■ Written exercise
Turn the lines, from the one containing "Where can the index" through the last line, into a Markdown table with the columns Row and Line, numbering each row and skipping blank lines.

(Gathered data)
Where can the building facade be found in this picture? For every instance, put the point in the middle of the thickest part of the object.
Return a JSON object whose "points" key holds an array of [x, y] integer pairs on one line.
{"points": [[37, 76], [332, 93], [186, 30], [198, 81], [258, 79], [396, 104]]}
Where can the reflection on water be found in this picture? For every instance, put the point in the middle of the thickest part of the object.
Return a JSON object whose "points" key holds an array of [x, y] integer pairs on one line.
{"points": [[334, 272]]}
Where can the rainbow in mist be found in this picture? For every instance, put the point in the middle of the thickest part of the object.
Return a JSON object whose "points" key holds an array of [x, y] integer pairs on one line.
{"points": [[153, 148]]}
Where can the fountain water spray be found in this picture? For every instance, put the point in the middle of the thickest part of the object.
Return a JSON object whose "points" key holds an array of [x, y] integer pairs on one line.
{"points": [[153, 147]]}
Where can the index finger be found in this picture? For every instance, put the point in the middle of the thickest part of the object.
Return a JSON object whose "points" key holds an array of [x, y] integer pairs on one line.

■ Task result
| Row | Line |
|---|---|
| 1 | Where can the index finger be found in this picture? For every instance, put the point in the middle of the thickest part of the object. |
| 2 | Return a JSON object whose "points" key holds an array of [x, y] integer pairs on one line. |